> Material provided
-- START --

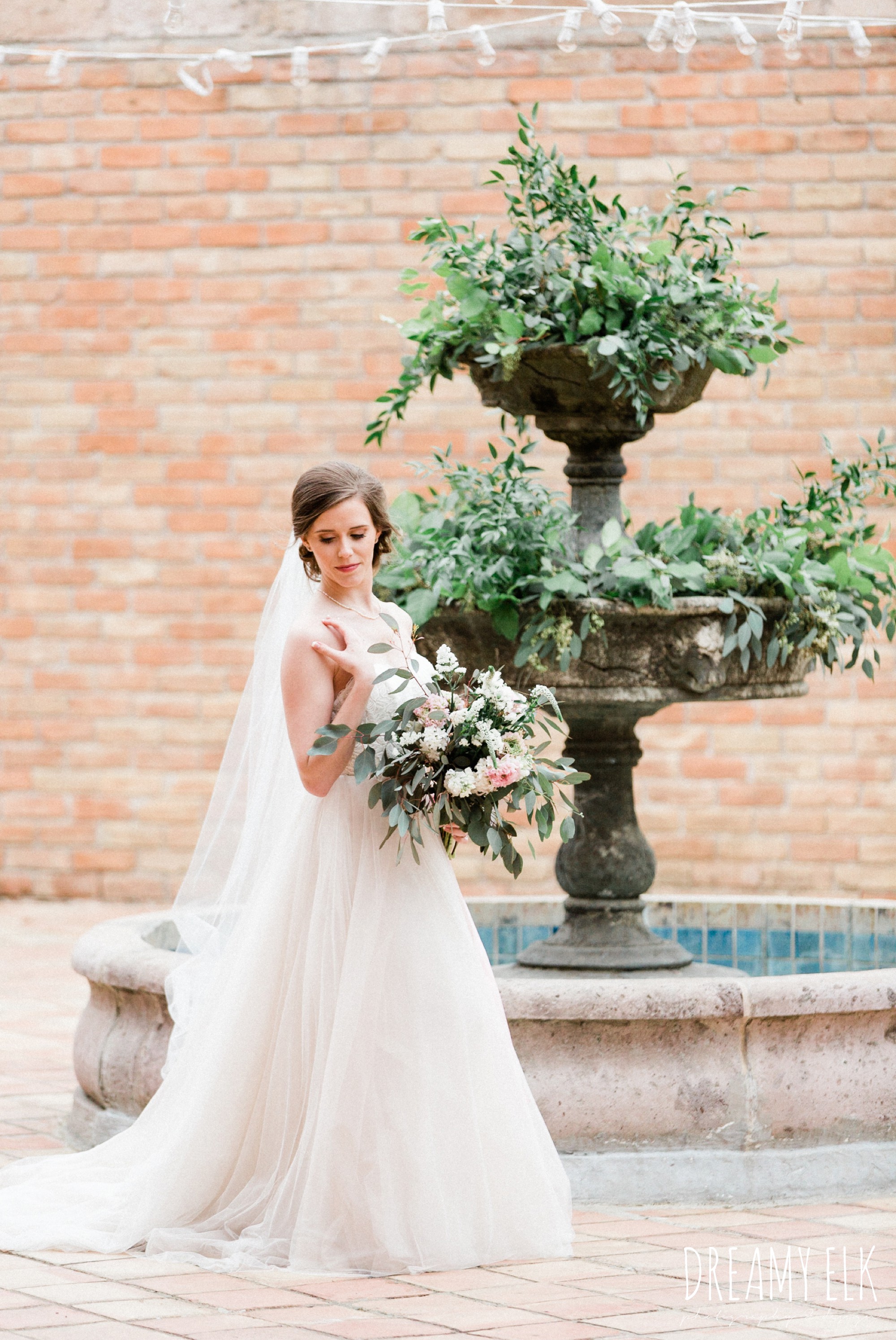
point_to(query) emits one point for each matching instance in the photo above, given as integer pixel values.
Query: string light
(744, 39)
(685, 35)
(789, 26)
(610, 22)
(792, 43)
(173, 21)
(436, 25)
(373, 60)
(676, 23)
(56, 66)
(204, 85)
(661, 33)
(570, 31)
(299, 68)
(859, 38)
(240, 61)
(485, 52)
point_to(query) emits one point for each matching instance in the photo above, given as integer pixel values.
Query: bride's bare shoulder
(303, 632)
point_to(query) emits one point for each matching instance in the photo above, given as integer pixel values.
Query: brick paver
(627, 1279)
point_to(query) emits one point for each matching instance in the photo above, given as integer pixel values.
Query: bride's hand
(353, 657)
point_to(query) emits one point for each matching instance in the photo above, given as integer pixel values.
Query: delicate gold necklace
(350, 608)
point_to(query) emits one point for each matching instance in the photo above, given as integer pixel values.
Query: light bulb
(204, 85)
(373, 58)
(791, 21)
(859, 38)
(56, 66)
(792, 49)
(173, 21)
(299, 73)
(685, 34)
(436, 25)
(610, 22)
(744, 39)
(485, 52)
(661, 33)
(570, 30)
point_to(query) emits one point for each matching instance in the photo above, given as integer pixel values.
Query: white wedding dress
(342, 1094)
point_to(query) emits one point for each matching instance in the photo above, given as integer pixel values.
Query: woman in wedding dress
(340, 1094)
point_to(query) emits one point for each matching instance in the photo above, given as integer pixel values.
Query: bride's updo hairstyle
(328, 486)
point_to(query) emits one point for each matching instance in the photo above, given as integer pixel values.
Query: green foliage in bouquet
(461, 754)
(499, 540)
(646, 294)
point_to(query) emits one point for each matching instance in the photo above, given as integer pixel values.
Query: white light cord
(676, 25)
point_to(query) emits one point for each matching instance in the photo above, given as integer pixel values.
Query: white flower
(433, 741)
(489, 737)
(460, 782)
(447, 661)
(544, 697)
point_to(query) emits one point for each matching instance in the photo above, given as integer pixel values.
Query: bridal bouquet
(452, 754)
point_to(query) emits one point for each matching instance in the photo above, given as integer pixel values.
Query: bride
(340, 1094)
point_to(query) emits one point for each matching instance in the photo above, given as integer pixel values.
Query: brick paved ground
(627, 1277)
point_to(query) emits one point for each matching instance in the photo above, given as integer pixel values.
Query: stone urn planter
(571, 405)
(639, 663)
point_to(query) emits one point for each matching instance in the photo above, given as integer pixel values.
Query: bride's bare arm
(307, 684)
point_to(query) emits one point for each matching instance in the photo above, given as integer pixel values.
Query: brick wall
(192, 293)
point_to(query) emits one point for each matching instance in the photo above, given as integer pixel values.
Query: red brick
(193, 293)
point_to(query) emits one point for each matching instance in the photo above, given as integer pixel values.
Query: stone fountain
(643, 660)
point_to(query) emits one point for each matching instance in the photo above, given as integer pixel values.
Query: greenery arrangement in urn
(497, 539)
(647, 295)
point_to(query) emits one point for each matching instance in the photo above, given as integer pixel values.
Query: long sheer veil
(258, 790)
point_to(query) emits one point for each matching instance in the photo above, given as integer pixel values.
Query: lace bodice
(382, 702)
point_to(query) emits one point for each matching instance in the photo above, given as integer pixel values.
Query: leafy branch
(646, 294)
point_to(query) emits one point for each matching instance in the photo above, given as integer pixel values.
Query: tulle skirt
(346, 1101)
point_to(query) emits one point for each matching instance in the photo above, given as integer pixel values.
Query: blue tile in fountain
(719, 945)
(530, 935)
(692, 937)
(508, 944)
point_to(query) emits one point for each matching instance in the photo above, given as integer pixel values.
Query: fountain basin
(654, 1089)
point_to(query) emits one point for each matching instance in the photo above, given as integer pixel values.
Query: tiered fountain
(646, 660)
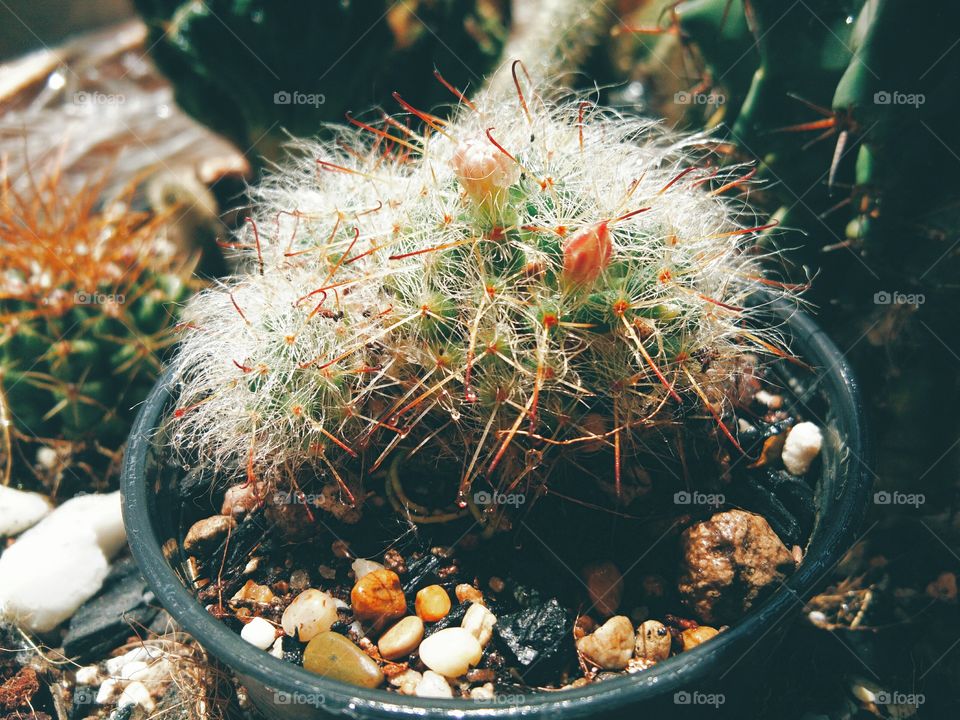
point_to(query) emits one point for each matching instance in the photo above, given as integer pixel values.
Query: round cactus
(528, 280)
(87, 300)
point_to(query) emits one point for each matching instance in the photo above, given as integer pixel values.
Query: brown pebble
(378, 597)
(468, 593)
(252, 592)
(393, 560)
(204, 535)
(695, 636)
(653, 641)
(432, 603)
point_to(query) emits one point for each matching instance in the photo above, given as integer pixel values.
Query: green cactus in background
(255, 70)
(88, 301)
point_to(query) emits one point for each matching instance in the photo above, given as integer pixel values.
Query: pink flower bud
(484, 171)
(586, 254)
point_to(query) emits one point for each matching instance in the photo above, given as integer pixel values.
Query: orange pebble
(432, 603)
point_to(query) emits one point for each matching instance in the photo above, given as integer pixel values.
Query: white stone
(259, 633)
(61, 562)
(479, 621)
(451, 651)
(155, 674)
(108, 691)
(801, 447)
(136, 693)
(433, 685)
(88, 675)
(311, 612)
(132, 669)
(139, 653)
(20, 510)
(363, 567)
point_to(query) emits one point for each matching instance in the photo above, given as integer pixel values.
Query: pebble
(432, 603)
(482, 692)
(20, 510)
(76, 542)
(433, 685)
(609, 647)
(253, 592)
(468, 593)
(605, 587)
(241, 499)
(696, 636)
(311, 612)
(107, 691)
(378, 597)
(728, 563)
(259, 633)
(334, 656)
(204, 535)
(406, 681)
(402, 639)
(653, 641)
(136, 693)
(362, 567)
(479, 621)
(801, 447)
(88, 675)
(451, 651)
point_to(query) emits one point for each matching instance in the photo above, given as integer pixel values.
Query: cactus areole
(526, 282)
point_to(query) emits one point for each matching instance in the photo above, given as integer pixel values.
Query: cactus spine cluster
(525, 280)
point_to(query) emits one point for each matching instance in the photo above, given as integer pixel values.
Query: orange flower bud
(586, 254)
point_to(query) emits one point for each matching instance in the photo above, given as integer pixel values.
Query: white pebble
(433, 685)
(259, 633)
(61, 562)
(136, 693)
(108, 691)
(88, 675)
(801, 447)
(131, 670)
(20, 510)
(311, 612)
(363, 567)
(140, 652)
(451, 651)
(479, 621)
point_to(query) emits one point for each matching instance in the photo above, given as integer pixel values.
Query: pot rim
(834, 533)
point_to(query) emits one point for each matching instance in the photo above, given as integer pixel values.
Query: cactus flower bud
(586, 254)
(484, 172)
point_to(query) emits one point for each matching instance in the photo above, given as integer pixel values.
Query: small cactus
(527, 280)
(87, 301)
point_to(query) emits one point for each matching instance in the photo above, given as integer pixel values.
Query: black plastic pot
(720, 672)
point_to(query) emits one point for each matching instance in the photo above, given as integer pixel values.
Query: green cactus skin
(228, 59)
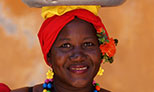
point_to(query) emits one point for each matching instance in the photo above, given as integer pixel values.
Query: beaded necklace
(48, 85)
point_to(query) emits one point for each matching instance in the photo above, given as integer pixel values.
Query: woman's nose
(78, 56)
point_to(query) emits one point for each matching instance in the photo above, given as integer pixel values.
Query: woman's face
(75, 56)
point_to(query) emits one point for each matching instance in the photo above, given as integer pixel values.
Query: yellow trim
(50, 11)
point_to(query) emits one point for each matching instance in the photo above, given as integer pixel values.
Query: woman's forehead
(78, 26)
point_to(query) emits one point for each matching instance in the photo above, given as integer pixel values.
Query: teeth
(83, 68)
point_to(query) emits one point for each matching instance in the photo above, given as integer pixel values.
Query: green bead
(97, 84)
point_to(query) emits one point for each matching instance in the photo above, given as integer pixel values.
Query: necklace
(48, 86)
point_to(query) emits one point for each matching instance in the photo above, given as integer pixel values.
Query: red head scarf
(52, 26)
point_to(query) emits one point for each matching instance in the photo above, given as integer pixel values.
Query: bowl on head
(42, 3)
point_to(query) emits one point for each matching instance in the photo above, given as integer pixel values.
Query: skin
(76, 46)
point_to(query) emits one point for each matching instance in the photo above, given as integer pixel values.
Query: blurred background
(21, 60)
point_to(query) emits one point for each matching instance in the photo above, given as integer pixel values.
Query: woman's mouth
(78, 69)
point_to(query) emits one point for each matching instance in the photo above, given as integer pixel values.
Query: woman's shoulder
(36, 88)
(104, 90)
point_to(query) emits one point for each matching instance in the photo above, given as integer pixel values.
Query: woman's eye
(66, 45)
(88, 44)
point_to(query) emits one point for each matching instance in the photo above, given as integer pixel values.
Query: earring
(49, 74)
(101, 71)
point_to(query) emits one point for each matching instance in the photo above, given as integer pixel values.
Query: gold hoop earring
(101, 71)
(50, 74)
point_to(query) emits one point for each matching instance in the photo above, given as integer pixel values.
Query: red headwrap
(52, 26)
(4, 88)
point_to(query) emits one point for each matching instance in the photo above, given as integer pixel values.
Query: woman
(74, 43)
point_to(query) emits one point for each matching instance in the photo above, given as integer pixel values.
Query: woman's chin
(78, 83)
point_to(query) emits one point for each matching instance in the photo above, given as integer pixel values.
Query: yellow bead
(44, 90)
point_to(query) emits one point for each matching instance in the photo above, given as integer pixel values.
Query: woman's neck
(63, 87)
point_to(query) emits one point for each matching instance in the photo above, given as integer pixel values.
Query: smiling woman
(74, 43)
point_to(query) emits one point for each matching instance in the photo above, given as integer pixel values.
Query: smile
(78, 69)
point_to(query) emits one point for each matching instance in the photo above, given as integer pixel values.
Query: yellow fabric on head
(50, 11)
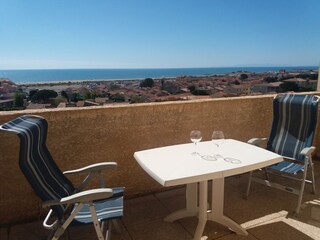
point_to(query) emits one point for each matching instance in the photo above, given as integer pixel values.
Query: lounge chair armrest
(92, 168)
(308, 151)
(84, 197)
(257, 141)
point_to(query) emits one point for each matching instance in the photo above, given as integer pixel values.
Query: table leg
(191, 204)
(217, 208)
(202, 216)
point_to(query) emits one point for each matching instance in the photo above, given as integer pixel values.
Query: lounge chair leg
(313, 178)
(303, 183)
(96, 222)
(249, 184)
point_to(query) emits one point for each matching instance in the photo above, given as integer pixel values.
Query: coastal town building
(97, 93)
(244, 89)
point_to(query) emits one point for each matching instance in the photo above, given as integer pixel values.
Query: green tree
(44, 95)
(137, 98)
(32, 93)
(18, 99)
(118, 97)
(65, 95)
(148, 82)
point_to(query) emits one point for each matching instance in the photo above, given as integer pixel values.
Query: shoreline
(157, 75)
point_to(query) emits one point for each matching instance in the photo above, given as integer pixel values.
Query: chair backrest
(294, 124)
(36, 162)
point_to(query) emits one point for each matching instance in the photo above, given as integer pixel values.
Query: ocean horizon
(65, 75)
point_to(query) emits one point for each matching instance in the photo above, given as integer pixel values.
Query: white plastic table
(175, 165)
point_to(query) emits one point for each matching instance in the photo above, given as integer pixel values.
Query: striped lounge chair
(67, 204)
(292, 132)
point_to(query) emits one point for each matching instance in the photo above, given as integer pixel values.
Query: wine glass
(195, 136)
(217, 138)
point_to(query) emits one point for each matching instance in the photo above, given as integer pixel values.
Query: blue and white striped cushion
(36, 162)
(294, 123)
(109, 209)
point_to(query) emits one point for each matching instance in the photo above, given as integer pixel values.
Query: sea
(65, 75)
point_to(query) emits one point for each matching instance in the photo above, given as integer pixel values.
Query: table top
(175, 165)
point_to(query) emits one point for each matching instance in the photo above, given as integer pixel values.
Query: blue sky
(158, 33)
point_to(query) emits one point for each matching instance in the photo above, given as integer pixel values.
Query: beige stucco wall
(78, 137)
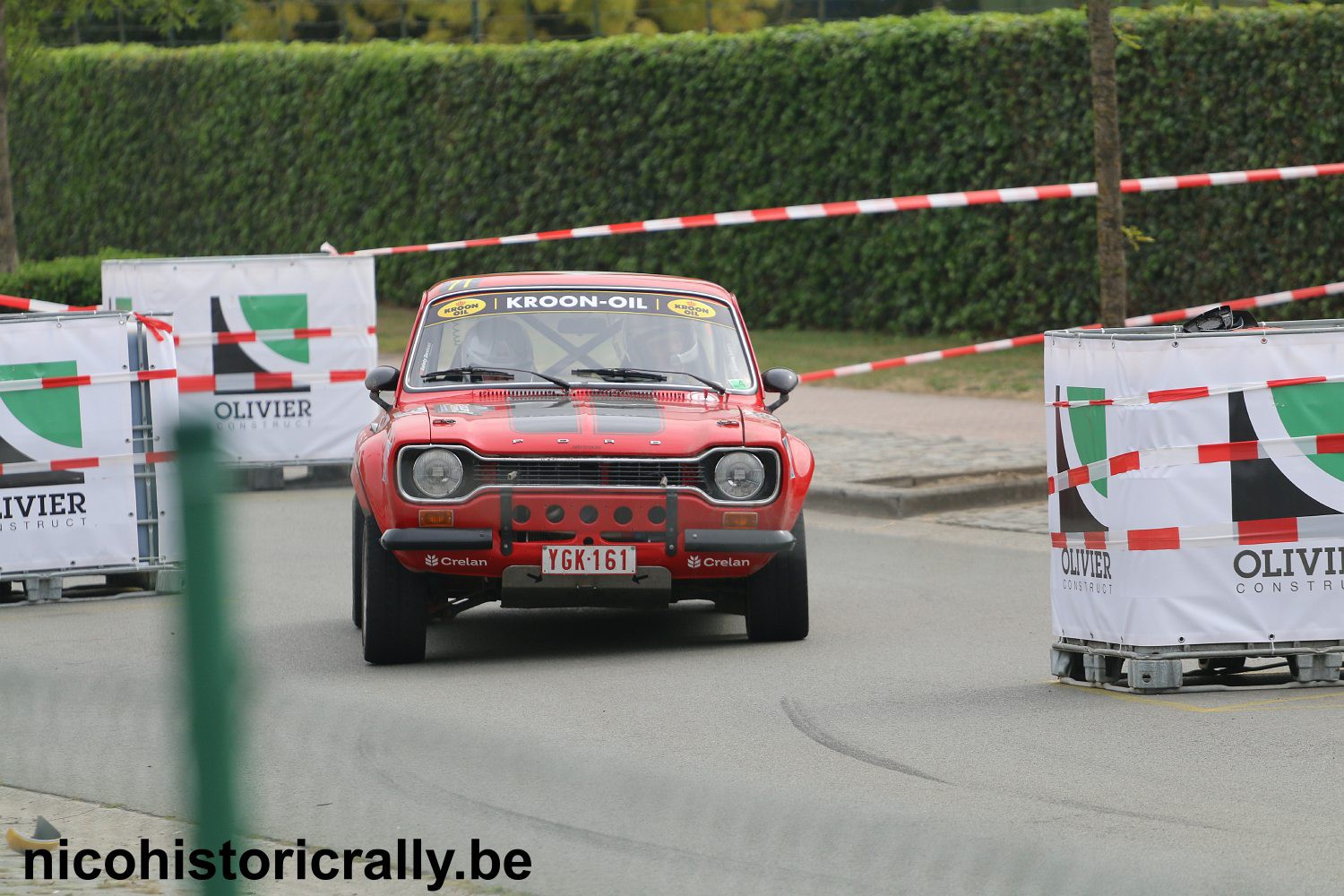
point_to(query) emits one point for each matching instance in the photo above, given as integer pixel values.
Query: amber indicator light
(435, 519)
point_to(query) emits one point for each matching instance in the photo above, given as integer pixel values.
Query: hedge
(268, 148)
(66, 281)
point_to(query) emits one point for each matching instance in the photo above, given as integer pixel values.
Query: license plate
(585, 560)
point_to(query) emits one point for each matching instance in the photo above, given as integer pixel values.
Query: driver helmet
(495, 341)
(658, 343)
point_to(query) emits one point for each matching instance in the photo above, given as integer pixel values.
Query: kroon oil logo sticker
(691, 308)
(461, 308)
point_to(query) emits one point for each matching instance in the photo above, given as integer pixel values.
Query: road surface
(913, 743)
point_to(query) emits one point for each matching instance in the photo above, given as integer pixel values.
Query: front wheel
(395, 603)
(357, 567)
(777, 595)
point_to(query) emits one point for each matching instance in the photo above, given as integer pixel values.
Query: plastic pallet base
(1155, 676)
(64, 587)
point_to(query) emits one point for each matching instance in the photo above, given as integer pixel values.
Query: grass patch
(1013, 374)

-- END --

> Requirement
Pull out each line of the material above that contains the string "white". Matching is case-sensitive.

> Solution for this problem
Query: white wedding dress
Query: white light cord
Query: white flower
Query: white stone
Query: white pebble
Query: white plastic table
Query: blue and white striped cushion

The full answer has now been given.